--- Given entries ---
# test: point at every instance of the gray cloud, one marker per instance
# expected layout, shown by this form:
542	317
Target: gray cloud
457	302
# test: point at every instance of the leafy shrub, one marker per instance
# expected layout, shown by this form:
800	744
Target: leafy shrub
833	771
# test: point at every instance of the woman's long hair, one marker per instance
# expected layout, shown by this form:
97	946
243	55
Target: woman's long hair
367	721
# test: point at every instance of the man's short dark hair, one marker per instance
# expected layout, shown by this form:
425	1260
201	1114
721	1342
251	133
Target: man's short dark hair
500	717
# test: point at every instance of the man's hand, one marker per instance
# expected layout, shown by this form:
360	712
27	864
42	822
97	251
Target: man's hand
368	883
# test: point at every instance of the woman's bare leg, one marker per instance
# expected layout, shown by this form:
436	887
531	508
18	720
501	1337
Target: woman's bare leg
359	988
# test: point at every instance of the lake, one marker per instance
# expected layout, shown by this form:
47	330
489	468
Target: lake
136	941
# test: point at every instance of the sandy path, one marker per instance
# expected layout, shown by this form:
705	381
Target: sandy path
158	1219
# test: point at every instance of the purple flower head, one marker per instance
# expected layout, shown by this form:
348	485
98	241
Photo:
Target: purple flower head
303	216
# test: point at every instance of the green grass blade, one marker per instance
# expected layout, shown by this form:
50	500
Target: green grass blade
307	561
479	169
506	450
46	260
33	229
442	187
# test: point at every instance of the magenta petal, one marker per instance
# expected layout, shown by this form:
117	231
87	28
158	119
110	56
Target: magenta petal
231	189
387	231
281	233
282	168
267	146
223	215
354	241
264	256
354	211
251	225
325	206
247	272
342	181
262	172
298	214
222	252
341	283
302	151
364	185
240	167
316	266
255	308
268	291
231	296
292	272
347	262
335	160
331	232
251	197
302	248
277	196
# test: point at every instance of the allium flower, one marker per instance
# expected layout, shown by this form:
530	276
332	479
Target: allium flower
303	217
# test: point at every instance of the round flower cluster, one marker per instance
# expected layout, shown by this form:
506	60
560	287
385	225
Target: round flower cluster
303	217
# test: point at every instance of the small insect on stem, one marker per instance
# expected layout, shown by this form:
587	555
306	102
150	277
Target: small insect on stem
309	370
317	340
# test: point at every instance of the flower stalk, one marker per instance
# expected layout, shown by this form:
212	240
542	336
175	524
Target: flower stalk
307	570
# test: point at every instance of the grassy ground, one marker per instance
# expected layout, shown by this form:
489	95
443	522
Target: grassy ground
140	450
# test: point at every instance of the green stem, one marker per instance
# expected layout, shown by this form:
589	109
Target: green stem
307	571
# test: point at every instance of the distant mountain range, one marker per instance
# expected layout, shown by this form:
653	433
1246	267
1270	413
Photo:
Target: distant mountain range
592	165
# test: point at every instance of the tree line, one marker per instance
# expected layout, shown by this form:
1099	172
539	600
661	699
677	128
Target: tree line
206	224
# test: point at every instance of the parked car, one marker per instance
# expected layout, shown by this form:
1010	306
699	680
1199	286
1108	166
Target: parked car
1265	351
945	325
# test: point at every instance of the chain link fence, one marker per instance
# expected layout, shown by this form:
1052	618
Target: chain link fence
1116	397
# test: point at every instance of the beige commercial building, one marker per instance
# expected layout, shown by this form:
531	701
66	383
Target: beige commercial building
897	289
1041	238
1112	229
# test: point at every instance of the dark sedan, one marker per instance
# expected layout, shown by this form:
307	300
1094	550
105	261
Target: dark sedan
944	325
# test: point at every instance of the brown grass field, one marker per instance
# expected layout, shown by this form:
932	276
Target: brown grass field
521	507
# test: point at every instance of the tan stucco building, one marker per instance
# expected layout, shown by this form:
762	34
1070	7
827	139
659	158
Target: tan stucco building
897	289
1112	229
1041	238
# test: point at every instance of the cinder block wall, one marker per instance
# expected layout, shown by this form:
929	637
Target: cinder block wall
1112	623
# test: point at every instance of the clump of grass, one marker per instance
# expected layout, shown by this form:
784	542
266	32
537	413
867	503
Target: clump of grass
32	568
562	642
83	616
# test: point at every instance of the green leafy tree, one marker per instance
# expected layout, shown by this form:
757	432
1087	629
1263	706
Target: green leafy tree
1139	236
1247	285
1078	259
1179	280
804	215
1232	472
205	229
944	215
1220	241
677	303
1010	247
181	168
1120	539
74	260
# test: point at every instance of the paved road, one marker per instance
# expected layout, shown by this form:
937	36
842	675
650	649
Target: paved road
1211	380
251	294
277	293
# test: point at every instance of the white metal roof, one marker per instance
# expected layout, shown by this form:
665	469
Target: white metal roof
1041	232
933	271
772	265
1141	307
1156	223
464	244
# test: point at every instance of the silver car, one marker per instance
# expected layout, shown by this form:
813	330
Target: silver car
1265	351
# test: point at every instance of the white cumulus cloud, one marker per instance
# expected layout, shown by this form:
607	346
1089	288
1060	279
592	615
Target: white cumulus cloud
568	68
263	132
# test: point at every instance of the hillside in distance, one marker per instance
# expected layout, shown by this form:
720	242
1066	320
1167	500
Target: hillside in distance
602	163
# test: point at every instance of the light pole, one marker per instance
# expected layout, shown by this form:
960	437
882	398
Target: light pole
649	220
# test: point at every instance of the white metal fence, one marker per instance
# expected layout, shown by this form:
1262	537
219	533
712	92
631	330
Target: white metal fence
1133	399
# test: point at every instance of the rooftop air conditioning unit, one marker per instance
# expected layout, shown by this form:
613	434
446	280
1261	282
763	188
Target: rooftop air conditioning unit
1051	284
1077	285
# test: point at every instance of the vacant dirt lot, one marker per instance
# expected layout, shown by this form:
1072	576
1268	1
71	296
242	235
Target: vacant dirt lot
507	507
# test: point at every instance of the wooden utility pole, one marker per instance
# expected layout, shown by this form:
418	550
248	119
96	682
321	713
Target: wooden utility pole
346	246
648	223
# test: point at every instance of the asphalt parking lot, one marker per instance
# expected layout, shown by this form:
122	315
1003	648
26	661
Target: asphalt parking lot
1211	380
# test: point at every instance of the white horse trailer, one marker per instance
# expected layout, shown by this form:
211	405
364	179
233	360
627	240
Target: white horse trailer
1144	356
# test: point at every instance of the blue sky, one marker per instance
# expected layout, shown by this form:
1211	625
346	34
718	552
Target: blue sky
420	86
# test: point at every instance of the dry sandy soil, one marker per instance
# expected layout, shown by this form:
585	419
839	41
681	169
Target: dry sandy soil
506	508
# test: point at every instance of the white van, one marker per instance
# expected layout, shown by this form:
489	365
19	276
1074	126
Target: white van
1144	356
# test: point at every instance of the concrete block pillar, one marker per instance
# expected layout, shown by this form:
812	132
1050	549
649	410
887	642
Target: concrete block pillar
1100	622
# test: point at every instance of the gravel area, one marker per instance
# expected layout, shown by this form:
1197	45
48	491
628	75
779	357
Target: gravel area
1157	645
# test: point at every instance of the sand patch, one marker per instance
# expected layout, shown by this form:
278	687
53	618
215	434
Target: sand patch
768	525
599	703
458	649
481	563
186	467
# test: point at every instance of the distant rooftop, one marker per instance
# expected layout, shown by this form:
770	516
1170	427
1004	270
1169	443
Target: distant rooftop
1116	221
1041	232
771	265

--- Given exercise ---
Render all of the data above as a numbered list with one line per item, omitting blank lines.

--- Task response ---
1. # test: point at every instance of the gray cloud, one marker per instance
2. # expected layout, shown by this form:
3. 542	317
4. Target: gray cloud
5. 457	302
6. # test: point at every instance of the leafy shrub, one marker per instance
7. # expected layout, shown by this form:
8. 800	744
9. Target: leafy shrub
10. 833	771
11. # test: point at every instance of the woman's long hair, one marker per instance
12. # expected layout, shown by this form:
13. 97	946
14. 243	55
15. Target: woman's long hair
16. 367	721
17. # test: point at every instance of the man's short dark hair, one marker per instance
18. # expected layout, shown by this form:
19. 425	1260
20. 201	1114
21. 721	1342
22. 251	133
23. Target: man's short dark hair
24. 500	717
25. # test: point at every instance of the man's hand, one marker per instance
26. # expected layout, shown by this form:
27. 360	712
28. 27	864
29. 42	822
30. 97	251
31. Target: man's hand
32. 368	883
33. # test: point at every instance of the woman's bare leg, one marker per instance
34. # expected layout, shown by this form:
35. 436	887
36. 531	508
37. 18	720
38. 501	1337
39. Target: woman's bare leg
40. 359	988
41. # test: point at every instance of the lake, one marker per instance
42. # expected layout, shown by this form:
43. 47	330
44. 489	468
45. Target: lake
46. 136	941
47. # test: point at every instance of the sandy path, one marker per instance
48. # expected layout, shown by this form:
49. 705	381
50. Target: sandy path
51. 158	1219
52. # test: point at every instance of the purple flower head, one marker per instance
53. # expected layout, shown by this form:
54. 348	485
55. 98	241
56. Photo:
57. Target: purple flower head
58. 303	216
59. # test: point at every instance of the green grass blade, one marker per instance
60. # expected layout, shown by this form:
61. 50	500
62. Target: green grass blade
63. 307	561
64. 479	169
65. 506	450
66. 46	260
67. 33	229
68. 442	187
69. # test: point at every instance of the magenta petal, one marker per instance
70. # expected layout, shown by this form:
71. 117	231
72. 87	28
73. 158	119
74. 110	56
75. Target: magenta petal
76. 231	189
77. 387	231
78. 281	233
79. 282	168
80. 267	146
81. 223	215
82. 354	241
83. 264	256
84. 354	211
85. 251	225
86. 325	206
87. 247	272
88. 342	181
89. 262	172
90. 298	214
91. 222	252
92. 341	283
93. 302	151
94. 364	185
95. 240	167
96. 316	266
97. 255	308
98. 268	291
99. 231	296
100. 292	272
101. 347	262
102. 335	160
103. 331	232
104. 251	197
105. 302	248
106. 277	196
107. # test: point at every instance of the allium flower, one marker per instance
108. # expected layout, shown by this form:
109. 530	276
110. 332	479
111. Target: allium flower
112. 303	217
113. # test: point at every instance of the round flower cluster, one marker per instance
114. # expected layout, shown by this form:
115. 506	60
116. 560	287
117. 385	225
118. Target: round flower cluster
119. 303	217
120. # test: point at every instance of the small insect on stem, one marker per instance
121. # expected layout, shown by this form:
122. 587	555
123. 306	102
124. 150	277
125. Target: small insect on stem
126. 309	370
127. 317	340
128. # test: point at every instance of the flower stalk, one marker per instance
129. # expected layout, shown by this form:
130. 212	240
131. 542	336
132. 175	524
133. Target: flower stalk
134. 307	570
135. # test: point at every instance of the grassy ground, one marker per instance
136. # expected layout, shown by this form:
137. 489	95
138. 443	522
139. Target: grassy ground
140. 140	450
141. # test: point at every instance of the green stem, one marker per instance
142. # expected layout, shown by this form:
143. 589	109
144. Target: green stem
145. 307	571
146. # test: point at every instance of the distant mountain range, one marker per instance
147. # expected layout, shown by this form:
148. 653	433
149. 1246	267
150. 1270	413
151. Photo:
152. Target: distant mountain range
153. 592	165
154. # test: point at every instance of the tree line, one marker per instance
155. # expected layout, shown by this form:
156. 1099	172
157. 539	600
158. 661	699
159. 677	128
160. Target: tree line
161. 206	224
162. # test: point at every instance of the parked car, one marker per instance
163. # expected layout, shown by this form:
164. 1010	306
165. 699	680
166. 1199	286
167. 1108	166
168. Target: parked car
169. 1265	351
170. 945	325
171. # test: point at every instance of the chain link fence, one marker per instance
172. # expected layout, shown by this form:
173. 1052	618
174. Target: chain link fence
175. 1116	397
176. # test: point at every instance of the beige commercial building, one marker per instance
177. # expected layout, shown by this form:
178. 531	701
179. 66	383
180. Target: beige commercial building
181. 897	289
182. 1041	238
183. 1112	229
184. # test: point at every instance of the dark sedan, one marker per instance
185. # expected layout, shown by this form:
186. 307	300
187. 1094	550
188. 105	261
189. Target: dark sedan
190. 944	325
191. # test: point at every instance of the brown grass field, one marker per instance
192. # expected layout, shown by this form:
193. 932	276
194. Target: brown grass field
195. 521	507
196. # test: point at every instance of the tan stucco building, one marker per instance
197. # expected layout, shown by this form:
198. 762	34
199. 1070	7
200. 827	139
201. 659	158
202. Target: tan stucco building
203. 897	289
204. 1112	229
205. 1041	238
206. # test: point at every instance of the cinder block wall, one marker per instance
207. # expected layout, shown by this form:
208. 929	637
209. Target: cinder block wall
210. 1112	623
211. # test: point at every instance of the clump of grass, one marker per instance
212. # expected layout, shown by this form:
213. 784	542
214. 266	32
215. 537	413
216. 867	503
217. Target: clump of grass
218. 32	568
219. 562	642
220. 83	616
221. # test: point at every instance of the green leafy tree, one marker per instance
222. # expected layout, shown by this form:
223. 757	432
224. 1087	629
225. 1263	706
226. Target: green leafy tree
227. 1139	236
228. 1247	285
229. 1078	259
230. 1179	280
231. 804	215
232. 1232	472
233. 205	229
234. 944	215
235. 1220	241
236. 677	303
237. 1010	247
238. 181	168
239. 1120	539
240. 74	260
241. # test: point at every instance of the paved road, one marker per instance
242. # expected layout, shown by this form:
243. 937	36
244. 842	675
245. 650	649
246. Target: paved road
247. 1211	380
248. 251	294
249. 277	293
250. # test: point at every instance of the white metal roof, one marker per instance
251. # expected layout, shown by this form:
252. 665	469
253. Target: white metal roof
254. 1041	232
255. 933	271
256. 772	265
257. 1141	307
258. 1156	223
259. 464	244
260. # test: point at every instance of the silver car, one marker per instance
261. # expected layout, shown by this form:
262. 813	330
263. Target: silver car
264. 1265	351
265. # test: point at every instance of the white cumulus cloud, one marker per instance
266. # expected layout, shown by this form:
267. 607	346
268. 1089	288
269. 1060	279
270. 592	615
271. Target: white cumulus cloud
272. 568	68
273. 263	132
274. # test: point at every instance of the hillside in distance, one marker per instance
275. # expected layout, shown by this form:
276. 720	242
277. 1066	320
278. 1167	500
279. Target: hillside in distance
280. 602	163
281. # test: point at every instance of the light pole, one marker per instance
282. # expected layout, shown by this form:
283. 960	437
284. 882	398
285. Target: light pole
286. 649	220
287. # test: point at every instance of the white metal fence, one marker per instance
288. # expected layout, shown by this form:
289. 1262	537
290. 219	533
291. 712	92
292. 631	330
293. Target: white metal fence
294. 1133	399
295. # test: point at every instance of the rooftop air conditioning unit, one marker per instance
296. # expected layout, shown by this form:
297. 613	434
298. 446	280
299. 1261	282
300. 763	188
301. Target: rooftop air conditioning unit
302. 1051	284
303. 1077	285
304. # test: point at every instance of the vacant dirt lot, one marker per instance
305. # expected layout, shown by this form:
306. 1072	576
307. 1268	1
308. 71	296
309. 242	235
310. Target: vacant dirt lot
311. 507	507
312. # test: point at every instance of the wooden utility pole, one marker per instance
313. # expected layout, shown by this form:
314. 418	550
315. 248	119
316. 96	682
317. 321	713
318. Target: wooden utility pole
319. 346	246
320. 648	223
321. # test: point at every instance of the asphalt parking lot, one marker per instance
322. # expected layout, shown by this form:
323. 122	315
324. 1003	648
325. 26	661
326. Target: asphalt parking lot
327. 1211	380
328. # test: point at every instance of the white horse trailer, one marker per instance
329. # expected layout, shown by this form:
330. 211	405
331. 364	179
332. 233	360
333. 627	240
334. Target: white horse trailer
335. 1144	356
336. # test: point at every instance of the blue sky, one marker per instance
337. # expected layout, shown by this form:
338. 1211	625
339. 346	34
340. 718	552
341. Target: blue sky
342. 420	86
343. # test: point at every instance of the dry sandy soil, one marker per instance
344. # expected layout, shown by this form:
345. 585	419
346. 839	41
347. 681	169
348. Target: dry sandy soil
349. 506	508
350. # test: point at every instance of the white van, one marker per instance
351. # expected layout, shown by this form:
352. 489	365
353. 19	276
354. 1074	126
355. Target: white van
356. 1144	356
357. # test: point at every instance of the concrete block pillar, one marker per instance
358. # expected layout, shown by this form:
359. 812	132
360. 1050	549
361. 649	410
362. 887	642
363. Target: concrete block pillar
364. 1100	622
365. # test: point at every instance of the gravel area, one marker per instance
366. # expected layout, shown by this form:
367. 1197	45
368. 48	491
369. 628	75
370. 779	357
371. Target: gravel area
372. 1157	645
373. # test: point at every instance of the sand patch, one marker per instance
374. # expected layout, shown by this form:
375. 278	687
376. 53	618
377. 215	434
378. Target: sand patch
379. 768	525
380. 599	703
381. 458	649
382. 481	563
383. 186	467
384. # test: point at every instance of the distant rooftop, one marker per instance
385. # expected layout, shown by this form:
386. 770	516
387. 1170	427
388. 1004	270
389. 1169	443
390. Target: distant rooftop
391. 1116	221
392. 1041	232
393. 771	265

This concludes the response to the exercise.